[Dataset rows]
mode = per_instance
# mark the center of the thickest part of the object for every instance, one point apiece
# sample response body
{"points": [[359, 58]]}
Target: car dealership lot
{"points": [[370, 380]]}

→ Requirement
Rewrite every line of the records, changing "thickest" to "widest" and leaving all other text unchanged.

→ Output of the exercise
mode = per_instance
# mark the center of the widest part of the object for every instance, one point apiece
# sample response body
{"points": [[359, 58]]}
Target: car dealership lot
{"points": [[370, 380]]}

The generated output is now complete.